__COMPLETE THE FOLLOWING__.
[1] Output the portion of the Safe-Sora passage starting with "Limitations & Future" and going on through "by the authors.".
[2] According to the Safe-Sora passage, which two backbones does the method work effectively on?
[3] Resume the Safe-Sora passage from the point where it stops.

__PASSAGE__.
In terms of robustness, Safe-Sora achieves state-of-the-art performance under various attacks including random erasure (5–20%), Gaussian blur (kernel sizes 3/5/7), Gaussian noise (\(\sigma \sim U(0, 0.2)\)), rotation (±30°), and H.264 compression (CRF=24). Notably, while all baselines suffer severe degradation under H.264 compression, Safe-Sora maintains high watermark quality.

Ablation Study¶

Variant	W-PSNR	V-PSNR	FVD
w/o CFAPM (remove adaptive matching)	36.71	39.68	16.87
w/o RtL (no latent-based routing)	36.36	40.23	6.37
w/o FS (remove fine stage)	36.88	41.25	4.82
w/o SLS (remove spatiotemporal local scanning)	35.96	38.42	13.16
w/o SFS (time-first scanning)	36.41	42.21	5.24
w/o MSFI (remove multi-scale feature injection)	36.56	39.39	14.11
Full model	37.71	42.50	3.77

CFAPM contributes most: Removing adaptive matching causes FVD to spike from 3.77 to 16.87, with notable drops in both watermark and video quality.
Spatiotemporal local scanning is critical: Replacing it with vanilla 3D scanning pushes FVD to 13.16.
Multi-scale feature injection: Leveraging VAE multi-scale features significantly improves video quality (FVD 14.11 → 3.77).
Space-first scanning outperforms time-first scanning in overall quality; the latter yields only marginal gains in tLP.

Highlights & Insights¶

Observation-driven design philosophy: The coarse-to-fine matching mechanism is motivated by a clear and convincing empirical observation—that embedding quality correlates with visual similarity between watermark and cover—resulting in a well-motivated and coherent design.
First application of SSM/Mamba to watermarking: The combination of 3D wavelet transform-based Mamba with hierarchical frequency scanning constitutes a highly novel architectural contribution.
Position channel design: Binary positional encodings appended directly to each patch provide a simple yet effective solution for reassembling dispersed patches at extraction time.
Reuse of latent features for similarity matching incurs virtually no additional computation, representing an elegant engineering choice.
Cross-backbone generalization: The method works effectively on both UNet-based (VideoCrafter2) and DiT-based (Open-Sora) backbones.

Limitations & Future Work¶

Static graphical watermarks only: The current method supports only static logo/icon watermarks and does not accommodate dynamic video watermarks (e.g., animated sequences or temporally dynamic patterns), a limitation explicitly acknowledged by the authors.

__RECORD SET__.
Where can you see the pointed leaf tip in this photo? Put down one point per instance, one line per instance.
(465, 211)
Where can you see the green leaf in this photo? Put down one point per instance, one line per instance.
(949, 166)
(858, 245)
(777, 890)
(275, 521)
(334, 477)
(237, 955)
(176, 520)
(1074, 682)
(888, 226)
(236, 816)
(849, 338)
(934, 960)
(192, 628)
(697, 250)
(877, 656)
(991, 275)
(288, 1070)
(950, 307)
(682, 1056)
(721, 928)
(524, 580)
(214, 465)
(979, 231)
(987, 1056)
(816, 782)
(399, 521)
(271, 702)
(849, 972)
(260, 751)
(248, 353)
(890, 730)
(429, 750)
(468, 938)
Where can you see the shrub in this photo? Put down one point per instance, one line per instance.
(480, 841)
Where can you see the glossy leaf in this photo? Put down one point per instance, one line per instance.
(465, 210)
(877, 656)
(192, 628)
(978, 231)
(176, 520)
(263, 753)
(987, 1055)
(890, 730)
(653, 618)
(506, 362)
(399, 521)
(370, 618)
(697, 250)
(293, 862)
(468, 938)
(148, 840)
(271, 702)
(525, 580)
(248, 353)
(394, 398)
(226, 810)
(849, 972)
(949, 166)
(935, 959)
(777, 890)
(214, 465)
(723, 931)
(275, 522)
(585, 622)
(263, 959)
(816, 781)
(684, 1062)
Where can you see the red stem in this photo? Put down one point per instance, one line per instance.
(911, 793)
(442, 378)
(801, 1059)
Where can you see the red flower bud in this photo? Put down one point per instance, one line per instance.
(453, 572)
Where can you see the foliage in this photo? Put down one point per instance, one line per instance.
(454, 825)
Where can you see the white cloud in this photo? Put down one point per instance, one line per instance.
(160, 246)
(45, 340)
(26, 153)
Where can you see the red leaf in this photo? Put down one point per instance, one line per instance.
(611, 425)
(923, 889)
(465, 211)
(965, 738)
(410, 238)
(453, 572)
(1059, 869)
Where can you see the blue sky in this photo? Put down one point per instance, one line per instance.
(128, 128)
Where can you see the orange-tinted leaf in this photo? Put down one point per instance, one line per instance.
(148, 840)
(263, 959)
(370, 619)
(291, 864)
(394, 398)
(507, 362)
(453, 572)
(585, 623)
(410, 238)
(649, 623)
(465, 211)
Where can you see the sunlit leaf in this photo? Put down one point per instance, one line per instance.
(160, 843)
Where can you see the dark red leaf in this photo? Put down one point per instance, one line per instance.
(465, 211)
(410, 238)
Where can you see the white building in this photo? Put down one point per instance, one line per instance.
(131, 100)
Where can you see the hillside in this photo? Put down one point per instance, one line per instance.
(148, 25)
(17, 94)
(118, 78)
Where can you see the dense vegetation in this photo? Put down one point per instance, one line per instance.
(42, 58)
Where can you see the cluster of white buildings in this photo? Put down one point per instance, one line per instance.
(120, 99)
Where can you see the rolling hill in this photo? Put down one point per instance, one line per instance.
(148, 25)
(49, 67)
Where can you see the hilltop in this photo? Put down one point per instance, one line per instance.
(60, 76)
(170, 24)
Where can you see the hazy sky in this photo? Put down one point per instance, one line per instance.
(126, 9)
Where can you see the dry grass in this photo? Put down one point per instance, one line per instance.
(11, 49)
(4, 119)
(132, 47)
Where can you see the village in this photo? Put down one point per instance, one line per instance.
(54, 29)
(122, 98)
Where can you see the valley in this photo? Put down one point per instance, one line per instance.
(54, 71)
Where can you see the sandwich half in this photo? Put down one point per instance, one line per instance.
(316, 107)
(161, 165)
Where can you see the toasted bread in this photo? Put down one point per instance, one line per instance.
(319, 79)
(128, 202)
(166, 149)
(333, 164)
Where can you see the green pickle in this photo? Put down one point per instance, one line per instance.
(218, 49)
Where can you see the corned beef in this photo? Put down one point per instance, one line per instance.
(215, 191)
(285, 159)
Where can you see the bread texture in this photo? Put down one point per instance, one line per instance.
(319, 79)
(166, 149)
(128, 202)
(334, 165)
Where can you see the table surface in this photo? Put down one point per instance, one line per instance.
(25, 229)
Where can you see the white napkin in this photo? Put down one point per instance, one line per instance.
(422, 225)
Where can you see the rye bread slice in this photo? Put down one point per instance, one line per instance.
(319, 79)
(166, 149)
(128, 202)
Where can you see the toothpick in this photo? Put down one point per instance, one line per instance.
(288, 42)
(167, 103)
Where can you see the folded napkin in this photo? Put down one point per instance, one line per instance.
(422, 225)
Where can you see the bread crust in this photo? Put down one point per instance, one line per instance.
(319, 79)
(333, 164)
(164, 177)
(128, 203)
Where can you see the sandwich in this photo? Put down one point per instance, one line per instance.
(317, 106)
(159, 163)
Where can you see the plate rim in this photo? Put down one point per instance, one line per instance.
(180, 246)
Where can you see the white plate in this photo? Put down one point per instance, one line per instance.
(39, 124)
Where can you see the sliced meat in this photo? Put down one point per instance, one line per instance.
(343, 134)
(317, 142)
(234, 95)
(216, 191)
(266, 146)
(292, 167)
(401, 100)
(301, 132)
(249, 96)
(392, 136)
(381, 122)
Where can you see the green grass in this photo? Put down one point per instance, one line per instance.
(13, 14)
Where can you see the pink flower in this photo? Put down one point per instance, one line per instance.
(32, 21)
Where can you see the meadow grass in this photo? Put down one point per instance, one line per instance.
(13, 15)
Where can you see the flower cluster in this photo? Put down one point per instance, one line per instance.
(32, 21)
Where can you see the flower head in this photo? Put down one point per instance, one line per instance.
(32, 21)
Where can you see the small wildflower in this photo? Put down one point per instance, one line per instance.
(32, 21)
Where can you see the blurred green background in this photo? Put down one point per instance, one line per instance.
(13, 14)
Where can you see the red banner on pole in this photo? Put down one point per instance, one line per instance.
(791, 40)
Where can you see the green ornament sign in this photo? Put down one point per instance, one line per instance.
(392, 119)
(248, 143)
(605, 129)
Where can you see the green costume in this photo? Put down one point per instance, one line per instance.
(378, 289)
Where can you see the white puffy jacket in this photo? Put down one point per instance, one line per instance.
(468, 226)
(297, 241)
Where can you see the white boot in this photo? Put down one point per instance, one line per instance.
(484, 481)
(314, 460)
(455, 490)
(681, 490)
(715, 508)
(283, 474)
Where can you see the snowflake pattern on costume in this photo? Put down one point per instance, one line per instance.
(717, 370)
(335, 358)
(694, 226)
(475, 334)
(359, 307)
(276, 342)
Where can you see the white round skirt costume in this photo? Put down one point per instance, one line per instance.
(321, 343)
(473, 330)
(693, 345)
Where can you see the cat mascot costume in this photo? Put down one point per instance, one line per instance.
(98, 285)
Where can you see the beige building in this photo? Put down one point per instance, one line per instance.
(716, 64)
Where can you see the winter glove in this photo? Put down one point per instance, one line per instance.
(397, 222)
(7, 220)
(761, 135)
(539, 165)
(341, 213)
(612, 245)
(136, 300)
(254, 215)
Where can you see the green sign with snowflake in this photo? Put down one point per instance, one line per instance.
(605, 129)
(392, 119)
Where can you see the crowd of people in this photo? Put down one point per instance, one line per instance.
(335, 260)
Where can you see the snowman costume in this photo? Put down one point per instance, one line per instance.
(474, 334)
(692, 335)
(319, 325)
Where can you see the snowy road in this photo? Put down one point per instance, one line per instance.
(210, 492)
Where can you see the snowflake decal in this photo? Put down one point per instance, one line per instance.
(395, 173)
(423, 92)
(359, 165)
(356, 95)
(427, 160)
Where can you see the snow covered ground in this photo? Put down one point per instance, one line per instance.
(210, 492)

__ANSWERS BELOW__.
[1]
Limitations & Future Work¶

Static graphical watermarks only: The current method supports only static logo/icon watermarks and does not accommodate dynamic video watermarks (e.g., animated sequences or temporally dynamic patterns), a limitation explicitly acknowledged by the authors.

[2] The UNet-based VideoCrafter2 and the DiT-based Open-Sora.

[3]
Generalization to resolution and length: Experiments are conducted at a fixed resolution of 320×512 with 8 frames; performance on high-resolution, long-duration videos remains to be validated.
Fidelity of the degradation layer simulation: Approximating H.264 with a 3D CNN is a common practice, but real-world video degradation (e.g., social platform recompression, screen recording) is considerably more complex.
Potential for misuse: The authors note in the broader impact discussion that the method could be exploited for fraudulent copyright claims.
Future directions: Extending graphical watermarking to video-in-video embedding (i.e., embedding a video sequence into another video), or incorporating text prompts for conditional watermarking.

vs. VideoShield/LVMark: These existing video generation watermarking methods embed only binary strings, yielding low information capacity. Safe-Sora embeds complete graphical watermarks, offering substantially greater information density and intuitive interpretability. The two approaches are not directly compared in experiments due to the fundamental task difference (binary vs. graphical).
vs. Safe-SD: Safe-SD is a graphical watermarking method designed for image generation. Safe-Sora extends this paradigm to video. Quantitatively, Safe-SD achieves only 22.32 video PSNR and 849.83 FVD, far inferior to Safe-Sora, demonstrating that naively applying frame-by-frame image methods to video results in severe temporal inconsistency.
vs. PUSNet: As a state-of-the-art image steganography method, PUSNet achieves acceptable per-frame quality (video PSNR 29.98) but its FVD of 154.35 reveals a fatal lack of inter-frame consistency. Safe-Sora's 3D Mamba-based spatiotemporal modeling fundamentally addresses this issue.

The similarity-driven embedding principle is transferable to other information hiding tasks: identifying the most visually similar region before embedding is likely to improve performance in any task requiring information fusion into a carrier. The frequency-domain Mamba pattern (3D DWT + hierarchical scanning) is broadly applicable to tasks requiring spatiotemporal frequency modeling, such as video understanding and video restoration. The binary position channel encoding is also generically applicable to multi-patch or multi-token recovery scenarios.

Rating¶

Novelty: ⭐⭐⭐⭐ Two legitimate "firsts"—introducing graphical watermarking to video generation and applying Mamba to watermarking—provide sufficient novelty, though the overall framework is a novel combination of existing ideas.
Experimental Thoroughness: ⭐⭐⭐⭐ Five baseline comparisons, robustness evaluation under multiple attacks, detailed ablations, and validation on two backbones provide comprehensive coverage; however, the test scale (100 prompts) is relatively small.
Writing Quality: ⭐⭐⭐⭐ The narrative flow from empirical observation to method design is smooth and the figures are clear; some formulas and notation are somewhat redundant.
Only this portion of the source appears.